**Enunciado da tarefa:**
Transcreva integralmente o excerto abaixo, sem lhe alterar uma única palavra ou sinal.

**Excerto:**
***
Não te peço perdão porque tu mais do que ninguém sabes a minha intenção a cada momento.

Nas aflições segredas-me poucas mas poderosas palavras que oiço com a alma. Às vezes nem segredas, apenas tocas o coração, e eu sinto, a dor abranda, o conforto instala-se. Ultimamente, não me lembro de nenhum momento bom que tenha chegado sem ti, sem que o tivesses impulsionado. Devo dar-te muito trabalho e ainda assim não desistes. E foi contigo que aprendi a não desistir.

Abres-me o coração quando estou perante as pessoas que sabes que me podem ajudar, eu sinto-o. E não deve ser fácil abri-lo, levei anos a tentar mantê-lo fechado, por ignorância, por medo de sofrer, por achar que a cabeça é que deve estar no controlo, não o deixando expôr-se a emoções.

Acreditava que as emoções são para os fracos, que o sofrimento deve ser escondido, que amar é para os masoquistas, que gostar expõem-nos ao ridículo, que a cabeça é a nossa amiga e o coração só a quer atrofiar.

Amor e inteligência eram para mim incompatíveis. Tentei teimosamente amarfanhar o amor que sentia, escondendo-o de tudo e de todos. Este amor que tira a lógica de tudo, que ultrapassa qualquer limite, que vai além de qualquer raciocínio e que por isso sempre me assustou.

Porque não me apercebi que me acompanhavas, não te conseguia ouvir, tiveste de pôr pessoas no meu caminho em que tropecei para as conseguir considerar. Pessoas escolhidas a dedo e que muniste com uma lanterna para me indicarem o caminho que se foi construindo e me levou a outras, cada uma com o seu momento certo. E que seleção refinada fizeste para mim. As lanternas que lhes deste permitiram-lhes ver o que eu tinha escondido até de mim própria, mostrando-me que não adiantava mais esconder, que não havia mais lugar para guardar.
***
[Entradas de um conjunto de anotações por pontos]
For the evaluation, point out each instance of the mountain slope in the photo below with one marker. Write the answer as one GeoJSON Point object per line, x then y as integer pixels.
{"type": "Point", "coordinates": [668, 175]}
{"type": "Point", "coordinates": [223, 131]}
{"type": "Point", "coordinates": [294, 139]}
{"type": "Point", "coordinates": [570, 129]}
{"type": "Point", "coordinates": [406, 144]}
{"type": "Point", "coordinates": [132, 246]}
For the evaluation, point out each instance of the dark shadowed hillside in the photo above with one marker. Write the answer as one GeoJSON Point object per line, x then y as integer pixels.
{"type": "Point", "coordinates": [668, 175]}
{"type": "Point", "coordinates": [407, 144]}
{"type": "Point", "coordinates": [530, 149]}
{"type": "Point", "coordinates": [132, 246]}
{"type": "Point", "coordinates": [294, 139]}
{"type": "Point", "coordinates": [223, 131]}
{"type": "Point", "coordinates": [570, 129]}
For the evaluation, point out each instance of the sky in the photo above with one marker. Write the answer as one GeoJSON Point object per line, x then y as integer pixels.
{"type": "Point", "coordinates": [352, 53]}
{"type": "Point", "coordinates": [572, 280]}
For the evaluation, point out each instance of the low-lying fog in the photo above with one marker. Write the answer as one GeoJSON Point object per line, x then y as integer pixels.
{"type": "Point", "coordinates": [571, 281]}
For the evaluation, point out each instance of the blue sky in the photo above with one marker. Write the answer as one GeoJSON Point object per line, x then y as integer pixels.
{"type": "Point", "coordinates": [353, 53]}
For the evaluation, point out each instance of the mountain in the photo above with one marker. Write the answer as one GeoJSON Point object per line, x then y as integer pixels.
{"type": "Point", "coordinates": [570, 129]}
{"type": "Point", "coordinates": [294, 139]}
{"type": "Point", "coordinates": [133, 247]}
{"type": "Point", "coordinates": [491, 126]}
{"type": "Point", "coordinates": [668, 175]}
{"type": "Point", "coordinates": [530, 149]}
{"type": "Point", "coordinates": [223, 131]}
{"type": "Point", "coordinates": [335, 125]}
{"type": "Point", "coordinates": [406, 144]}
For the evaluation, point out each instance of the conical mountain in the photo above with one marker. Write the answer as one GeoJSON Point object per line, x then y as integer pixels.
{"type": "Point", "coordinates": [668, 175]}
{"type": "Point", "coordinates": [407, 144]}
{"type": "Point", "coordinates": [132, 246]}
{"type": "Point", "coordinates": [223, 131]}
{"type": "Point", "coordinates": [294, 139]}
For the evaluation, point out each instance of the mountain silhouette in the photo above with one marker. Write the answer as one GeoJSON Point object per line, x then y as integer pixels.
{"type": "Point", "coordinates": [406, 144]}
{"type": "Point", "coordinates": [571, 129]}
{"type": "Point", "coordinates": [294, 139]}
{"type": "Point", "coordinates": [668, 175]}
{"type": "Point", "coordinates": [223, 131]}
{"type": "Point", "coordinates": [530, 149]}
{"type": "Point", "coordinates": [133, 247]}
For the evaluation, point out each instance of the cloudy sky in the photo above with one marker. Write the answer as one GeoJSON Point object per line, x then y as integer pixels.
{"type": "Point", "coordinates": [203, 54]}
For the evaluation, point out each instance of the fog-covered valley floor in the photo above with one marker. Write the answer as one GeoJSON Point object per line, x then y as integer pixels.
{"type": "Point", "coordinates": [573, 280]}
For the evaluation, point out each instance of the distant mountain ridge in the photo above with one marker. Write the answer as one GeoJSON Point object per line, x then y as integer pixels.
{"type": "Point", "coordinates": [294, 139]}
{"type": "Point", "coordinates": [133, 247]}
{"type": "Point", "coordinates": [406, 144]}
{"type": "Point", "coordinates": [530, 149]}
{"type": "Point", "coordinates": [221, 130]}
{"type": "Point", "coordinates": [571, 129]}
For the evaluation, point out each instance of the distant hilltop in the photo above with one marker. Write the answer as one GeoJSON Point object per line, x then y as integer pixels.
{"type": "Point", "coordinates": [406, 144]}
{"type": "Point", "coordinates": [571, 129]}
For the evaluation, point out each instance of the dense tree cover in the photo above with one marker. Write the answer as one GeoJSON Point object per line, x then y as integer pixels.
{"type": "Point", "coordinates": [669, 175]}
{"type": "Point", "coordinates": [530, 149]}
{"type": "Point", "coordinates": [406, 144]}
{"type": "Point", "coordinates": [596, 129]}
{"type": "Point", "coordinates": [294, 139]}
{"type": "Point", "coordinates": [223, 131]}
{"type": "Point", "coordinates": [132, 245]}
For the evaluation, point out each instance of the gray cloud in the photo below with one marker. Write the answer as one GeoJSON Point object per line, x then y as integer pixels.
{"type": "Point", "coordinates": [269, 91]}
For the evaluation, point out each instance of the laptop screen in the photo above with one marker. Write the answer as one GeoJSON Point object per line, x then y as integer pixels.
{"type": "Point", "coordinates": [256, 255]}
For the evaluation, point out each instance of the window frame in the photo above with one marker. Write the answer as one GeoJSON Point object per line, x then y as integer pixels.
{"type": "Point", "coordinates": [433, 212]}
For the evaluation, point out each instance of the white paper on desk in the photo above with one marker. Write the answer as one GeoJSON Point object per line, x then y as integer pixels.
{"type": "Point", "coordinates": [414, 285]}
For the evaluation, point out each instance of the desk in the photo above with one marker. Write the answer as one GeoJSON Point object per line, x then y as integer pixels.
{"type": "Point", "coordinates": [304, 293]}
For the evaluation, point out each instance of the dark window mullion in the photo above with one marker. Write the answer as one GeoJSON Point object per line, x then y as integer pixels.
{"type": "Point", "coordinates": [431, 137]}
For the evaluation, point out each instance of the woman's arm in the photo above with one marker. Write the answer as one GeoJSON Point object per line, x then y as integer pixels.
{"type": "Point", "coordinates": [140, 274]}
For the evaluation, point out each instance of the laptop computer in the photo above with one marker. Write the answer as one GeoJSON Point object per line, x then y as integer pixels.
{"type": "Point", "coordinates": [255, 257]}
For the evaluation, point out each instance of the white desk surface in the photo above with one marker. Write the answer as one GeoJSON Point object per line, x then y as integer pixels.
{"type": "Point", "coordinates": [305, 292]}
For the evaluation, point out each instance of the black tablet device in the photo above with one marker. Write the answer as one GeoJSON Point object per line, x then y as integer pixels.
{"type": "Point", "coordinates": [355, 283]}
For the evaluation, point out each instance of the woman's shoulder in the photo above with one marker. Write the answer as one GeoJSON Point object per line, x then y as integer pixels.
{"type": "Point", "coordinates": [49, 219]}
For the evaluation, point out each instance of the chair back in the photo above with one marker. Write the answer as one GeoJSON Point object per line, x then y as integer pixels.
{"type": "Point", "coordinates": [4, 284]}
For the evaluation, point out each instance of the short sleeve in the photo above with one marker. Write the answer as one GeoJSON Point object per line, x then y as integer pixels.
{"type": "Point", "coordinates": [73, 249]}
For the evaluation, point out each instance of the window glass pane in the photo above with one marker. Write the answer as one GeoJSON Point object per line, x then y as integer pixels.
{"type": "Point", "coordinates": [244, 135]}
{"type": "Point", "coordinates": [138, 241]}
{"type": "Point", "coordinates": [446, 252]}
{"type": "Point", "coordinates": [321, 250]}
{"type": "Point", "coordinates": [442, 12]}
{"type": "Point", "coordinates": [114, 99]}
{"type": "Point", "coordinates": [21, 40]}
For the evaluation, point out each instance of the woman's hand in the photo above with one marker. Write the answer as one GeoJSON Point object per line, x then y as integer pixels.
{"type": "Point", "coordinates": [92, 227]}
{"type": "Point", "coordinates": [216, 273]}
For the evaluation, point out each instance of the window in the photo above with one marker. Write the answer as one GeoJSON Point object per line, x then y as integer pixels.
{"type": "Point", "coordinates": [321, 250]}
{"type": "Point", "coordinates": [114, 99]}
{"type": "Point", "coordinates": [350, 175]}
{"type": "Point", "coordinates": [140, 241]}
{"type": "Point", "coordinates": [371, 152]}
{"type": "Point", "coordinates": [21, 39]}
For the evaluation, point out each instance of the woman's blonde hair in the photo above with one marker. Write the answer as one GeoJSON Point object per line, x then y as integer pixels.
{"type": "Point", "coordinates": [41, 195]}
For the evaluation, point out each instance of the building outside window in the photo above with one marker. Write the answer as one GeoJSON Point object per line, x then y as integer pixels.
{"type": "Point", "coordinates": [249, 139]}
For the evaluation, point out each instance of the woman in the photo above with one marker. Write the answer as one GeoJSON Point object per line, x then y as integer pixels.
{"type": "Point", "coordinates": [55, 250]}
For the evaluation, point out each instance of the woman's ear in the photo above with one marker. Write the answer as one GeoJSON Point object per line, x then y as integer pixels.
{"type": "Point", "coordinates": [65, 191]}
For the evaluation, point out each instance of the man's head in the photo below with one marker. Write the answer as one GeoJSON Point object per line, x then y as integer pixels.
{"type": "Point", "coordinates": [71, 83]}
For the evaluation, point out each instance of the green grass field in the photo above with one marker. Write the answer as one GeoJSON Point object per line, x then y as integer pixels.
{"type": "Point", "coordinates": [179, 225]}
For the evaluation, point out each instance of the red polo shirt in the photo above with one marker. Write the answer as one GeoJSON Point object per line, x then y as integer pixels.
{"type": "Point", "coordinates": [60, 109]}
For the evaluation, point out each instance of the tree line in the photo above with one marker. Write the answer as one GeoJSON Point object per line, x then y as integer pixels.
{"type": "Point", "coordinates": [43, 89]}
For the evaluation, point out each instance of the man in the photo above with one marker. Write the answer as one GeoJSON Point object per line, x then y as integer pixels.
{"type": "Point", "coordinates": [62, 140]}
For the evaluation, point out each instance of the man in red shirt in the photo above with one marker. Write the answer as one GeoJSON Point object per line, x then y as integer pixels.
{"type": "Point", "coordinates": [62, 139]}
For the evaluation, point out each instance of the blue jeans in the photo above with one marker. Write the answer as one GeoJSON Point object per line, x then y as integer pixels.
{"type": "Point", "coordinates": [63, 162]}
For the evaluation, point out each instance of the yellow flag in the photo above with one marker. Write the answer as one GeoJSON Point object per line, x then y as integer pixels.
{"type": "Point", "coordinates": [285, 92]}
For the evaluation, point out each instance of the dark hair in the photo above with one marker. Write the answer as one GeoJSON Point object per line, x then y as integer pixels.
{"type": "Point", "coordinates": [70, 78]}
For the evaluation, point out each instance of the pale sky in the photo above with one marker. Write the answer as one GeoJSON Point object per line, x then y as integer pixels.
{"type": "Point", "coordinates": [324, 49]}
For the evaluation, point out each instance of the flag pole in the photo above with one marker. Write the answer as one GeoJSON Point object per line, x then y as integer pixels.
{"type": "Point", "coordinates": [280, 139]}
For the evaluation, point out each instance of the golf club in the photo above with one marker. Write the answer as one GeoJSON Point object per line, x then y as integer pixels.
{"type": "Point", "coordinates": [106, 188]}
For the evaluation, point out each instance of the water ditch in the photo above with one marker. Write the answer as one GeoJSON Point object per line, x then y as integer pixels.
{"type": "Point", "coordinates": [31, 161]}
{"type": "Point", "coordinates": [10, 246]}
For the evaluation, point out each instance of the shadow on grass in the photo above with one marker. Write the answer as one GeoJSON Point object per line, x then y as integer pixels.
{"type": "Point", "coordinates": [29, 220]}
***
**Resposta à tarefa:**
Não te peço perdão porque tu mais do que ninguém sabes a minha intenção a cada momento.

Nas aflições segredas-me poucas mas poderosas palavras que oiço com a alma. Às vezes nem segredas, apenas tocas o coração, e eu sinto, a dor abranda, o conforto instala-se. Ultimamente, não me lembro de nenhum momento bom que tenha chegado sem ti, sem que o tivesses impulsionado. Devo dar-te muito trabalho e ainda assim não desistes. E foi contigo que aprendi a não desistir.

Abres-me o coração quando estou perante as pessoas que sabes que me podem ajudar, eu sinto-o. E não deve ser fácil abri-lo, levei anos a tentar mantê-lo fechado, por ignorância, por medo de sofrer, por achar que a cabeça é que deve estar no controlo, não o deixando expôr-se a emoções.

Acreditava que as emoções são para os fracos, que o sofrimento deve ser escondido, que amar é para os masoquistas, que gostar expõem-nos ao ridículo, que a cabeça é a nossa amiga e o coração só a quer atrofiar.

Amor e inteligência eram para mim incompatíveis. Tentei teimosamente amarfanhar o amor que sentia, escondendo-o de tudo e de todos. Este amor que tira a lógica de tudo, que ultrapassa qualquer limite, que vai além de qualquer raciocínio e que por isso sempre me assustou.

Porque não me apercebi que me acompanhavas, não te conseguia ouvir, tiveste de pôr pessoas no meu caminho em que tropecei para as conseguir considerar. Pessoas escolhidas a dedo e que muniste com uma lanterna para me indicarem o caminho que se foi construindo e me levou a outras, cada uma com o seu momento certo. E que seleção refinada fizeste para mim. As lanternas que lhes deste permitiram-lhes ver o que eu tinha escondido até de mim própria, mostrando-me que não adiantava mais esconder, que não havia mais lugar para guardar.